### INPUT MATERIAL
☆ ☆ ☆

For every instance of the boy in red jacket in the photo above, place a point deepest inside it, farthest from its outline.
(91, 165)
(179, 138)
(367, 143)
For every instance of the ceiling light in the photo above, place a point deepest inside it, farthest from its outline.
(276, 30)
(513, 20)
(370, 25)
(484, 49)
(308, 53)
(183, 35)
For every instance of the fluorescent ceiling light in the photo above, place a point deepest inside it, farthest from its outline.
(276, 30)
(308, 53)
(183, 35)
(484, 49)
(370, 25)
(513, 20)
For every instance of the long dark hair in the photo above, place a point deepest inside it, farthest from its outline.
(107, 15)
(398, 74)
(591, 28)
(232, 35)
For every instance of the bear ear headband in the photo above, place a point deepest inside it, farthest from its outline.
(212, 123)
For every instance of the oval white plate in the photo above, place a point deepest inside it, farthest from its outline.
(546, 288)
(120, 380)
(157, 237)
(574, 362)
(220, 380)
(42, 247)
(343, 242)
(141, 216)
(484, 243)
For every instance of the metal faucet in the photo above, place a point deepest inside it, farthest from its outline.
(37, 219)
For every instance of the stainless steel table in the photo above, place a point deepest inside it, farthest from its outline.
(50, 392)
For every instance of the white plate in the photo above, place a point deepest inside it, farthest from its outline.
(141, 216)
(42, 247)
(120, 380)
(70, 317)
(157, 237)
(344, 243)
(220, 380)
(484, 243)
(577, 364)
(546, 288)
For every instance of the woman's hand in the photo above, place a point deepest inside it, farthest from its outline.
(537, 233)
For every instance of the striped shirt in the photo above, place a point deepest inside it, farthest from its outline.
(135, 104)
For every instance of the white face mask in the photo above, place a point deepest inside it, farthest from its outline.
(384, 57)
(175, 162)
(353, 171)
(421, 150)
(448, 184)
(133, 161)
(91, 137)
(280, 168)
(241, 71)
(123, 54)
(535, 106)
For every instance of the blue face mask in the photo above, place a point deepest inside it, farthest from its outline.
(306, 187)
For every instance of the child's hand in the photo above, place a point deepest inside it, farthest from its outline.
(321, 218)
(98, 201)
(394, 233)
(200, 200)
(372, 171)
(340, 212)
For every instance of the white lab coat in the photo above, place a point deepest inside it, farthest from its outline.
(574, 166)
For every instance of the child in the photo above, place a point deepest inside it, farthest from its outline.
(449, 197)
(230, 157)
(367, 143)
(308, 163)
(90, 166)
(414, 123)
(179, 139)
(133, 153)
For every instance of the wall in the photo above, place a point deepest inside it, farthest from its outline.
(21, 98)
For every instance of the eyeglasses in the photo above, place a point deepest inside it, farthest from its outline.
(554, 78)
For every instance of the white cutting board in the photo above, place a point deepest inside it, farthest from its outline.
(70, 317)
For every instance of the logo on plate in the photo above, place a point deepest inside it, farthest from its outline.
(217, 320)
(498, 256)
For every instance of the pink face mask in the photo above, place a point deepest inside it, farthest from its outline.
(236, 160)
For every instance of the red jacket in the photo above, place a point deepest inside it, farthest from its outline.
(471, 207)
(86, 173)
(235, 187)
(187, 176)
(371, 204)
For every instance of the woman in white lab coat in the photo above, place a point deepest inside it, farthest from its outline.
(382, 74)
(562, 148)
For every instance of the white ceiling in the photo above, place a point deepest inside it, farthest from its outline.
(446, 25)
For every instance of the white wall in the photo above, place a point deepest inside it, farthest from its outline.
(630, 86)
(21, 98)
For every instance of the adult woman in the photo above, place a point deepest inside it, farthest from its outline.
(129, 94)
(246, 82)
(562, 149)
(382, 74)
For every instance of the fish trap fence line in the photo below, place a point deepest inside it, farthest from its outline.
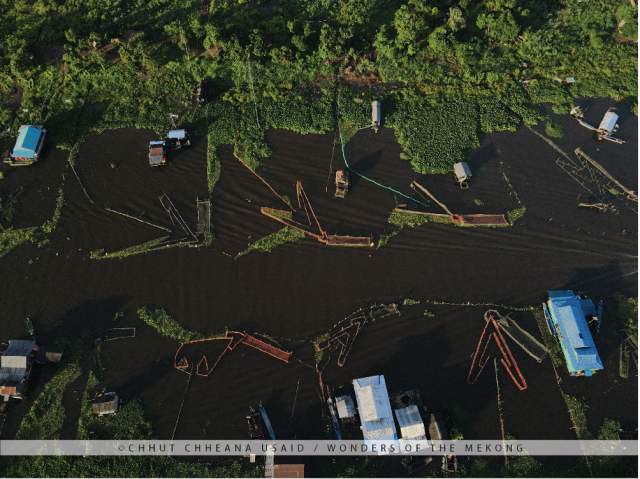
(503, 306)
(522, 338)
(507, 359)
(259, 177)
(344, 157)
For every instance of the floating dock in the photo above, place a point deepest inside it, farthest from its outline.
(480, 220)
(357, 241)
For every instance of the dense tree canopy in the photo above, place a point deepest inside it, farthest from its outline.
(87, 65)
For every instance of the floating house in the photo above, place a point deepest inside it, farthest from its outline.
(376, 115)
(462, 174)
(375, 409)
(567, 315)
(178, 138)
(411, 425)
(16, 364)
(346, 409)
(106, 403)
(157, 153)
(609, 121)
(28, 145)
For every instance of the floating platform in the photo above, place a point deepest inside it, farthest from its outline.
(482, 220)
(357, 241)
(266, 348)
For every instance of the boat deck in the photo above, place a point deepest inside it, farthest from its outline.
(362, 241)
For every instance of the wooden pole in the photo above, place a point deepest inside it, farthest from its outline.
(631, 194)
(137, 219)
(415, 185)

☆ ☆ ☆

### EXERCISE AIM
Would you retype all the lines shown above, exactly as written and without any picture?

### WRITTEN ANSWER
For every instance of the boy in red jacket in the photo above, place a point deepest inside it, farthest from its outline.
(91, 165)
(179, 138)
(367, 143)
For every instance of the ceiling light in the photo above, place a point deepest inside it, farthest from its outline.
(276, 30)
(513, 20)
(370, 25)
(484, 49)
(308, 53)
(183, 35)
For every instance of the fluorescent ceiling light in the photo above, place a point deepest inside it, farthest from its outline.
(276, 30)
(308, 53)
(183, 35)
(484, 49)
(370, 25)
(513, 20)
For every instance of the long dark hair in the photo above, place a point deepest inside it, farthest from its outline.
(107, 15)
(398, 74)
(591, 28)
(232, 35)
For every instance of the bear ear headband in the photo above, place a point deepest inside it, farthest from its outline.
(212, 123)
For every instance of the oval white plate in the photo above, place a point deepest inside it, farthest from its outline.
(546, 288)
(120, 380)
(157, 237)
(574, 362)
(220, 380)
(42, 247)
(343, 242)
(141, 216)
(484, 243)
For every instance of the metal faucet in the photo above, place a point deepest inside it, farthest from its outline.
(37, 219)
For every instance of the stainless steel table in the photo above, place a point deepest inside it, farthest from its outline.
(50, 392)
For every instance of the white plate in the photo above, place a point deepest inside it, farthest from its outline.
(141, 216)
(42, 247)
(120, 380)
(70, 317)
(157, 237)
(344, 243)
(220, 380)
(484, 243)
(577, 364)
(546, 288)
For every instance of the woman's hand in the photo above, place a point deepest inside it, farthest from its outline.
(537, 233)
For every instance of the striped shirt in the photo above, place a point deepest inside it, farthest from its outline.
(135, 104)
For every instance of the white face mask in the photo above, place a point deepest inside it, farthest from its outline.
(384, 57)
(175, 162)
(353, 171)
(421, 150)
(448, 184)
(133, 161)
(91, 137)
(280, 168)
(241, 71)
(123, 54)
(535, 106)
For every instance of the blue face mask in the photo above, place a point deepest inside it, farthest from its outline.
(306, 187)
For every instance of the child's hand in the photo above, place a point deepest inside it, farthest from its outline.
(321, 218)
(98, 201)
(394, 233)
(200, 200)
(372, 171)
(340, 212)
For every instance of the white lab coat in the photo above, place a point deepest inside it, farthest from its outline.
(574, 166)
For every instance of the child in the photo above, place a point deepest inside it, farthest from its outline.
(449, 197)
(230, 157)
(367, 143)
(308, 163)
(90, 166)
(414, 123)
(179, 139)
(133, 153)
For every instance of the wall in the photo above, place a point deepest inside it, farthest from its outline.
(21, 98)
For every instance of the eyeglasses in the photo above, place a point deepest inside it, farthest from its outline.
(554, 78)
For every instance of the white cutting board in the photo above, place a point deepest inside it, farthest from its outline.
(70, 317)
For every instance of the logo on plate in the photo above, place a point deepest inside it, farthest from its outline.
(217, 320)
(498, 256)
For every instance of the pink face mask in the photo above, place a point deepest inside it, farthest from its outline.
(236, 160)
For every instance of the red jacket in the photo above, place a point deepest inside it, farthest from its outline.
(471, 207)
(86, 173)
(235, 187)
(187, 176)
(371, 204)
For every instance of the woman in white lab coat in the photo above, place a point deepest inside it, farthest from its outline.
(382, 74)
(562, 148)
For every instance of the white ceiling in the photo above, place a point deepest inside it, farthest from its outline.
(446, 25)
For every instance of the white wall in the photo above, place a point deepest inside it, farthest from its outline.
(630, 86)
(21, 98)
For every instance of the adult woman in the photo above, place a point deepest inside it, farthest from its outline.
(129, 94)
(246, 82)
(562, 149)
(382, 74)
For every instance of the fish trap fence line in the photo below, place a point deepest inside it, farthest from its outline.
(503, 306)
(522, 338)
(507, 359)
(259, 177)
(344, 157)
For every instance of the floating dock in the photo above, place a point deepest inside it, farthest from its outline.
(480, 220)
(357, 241)
For every instance of the dense tree canopy in the photo above, place a point deepest inside it, farthest from its outline.
(87, 65)
For every instance of the floating house in the photo above, place a point deepest inside it, farthest from its outline.
(376, 115)
(462, 174)
(375, 409)
(567, 315)
(178, 138)
(411, 425)
(16, 364)
(346, 409)
(106, 403)
(157, 153)
(609, 121)
(28, 145)
For every instance of the floating platform in the photo above, place a point deepest inside it, farthest from its outline.
(482, 220)
(357, 241)
(266, 348)
For every instance of the boat deck in the photo above, place a point deepest inside it, farthest from its outline.
(362, 241)
For every instance of the wooden pole in the photo above, place a point deepest inside it, farthest from its outline.
(631, 194)
(137, 219)
(415, 185)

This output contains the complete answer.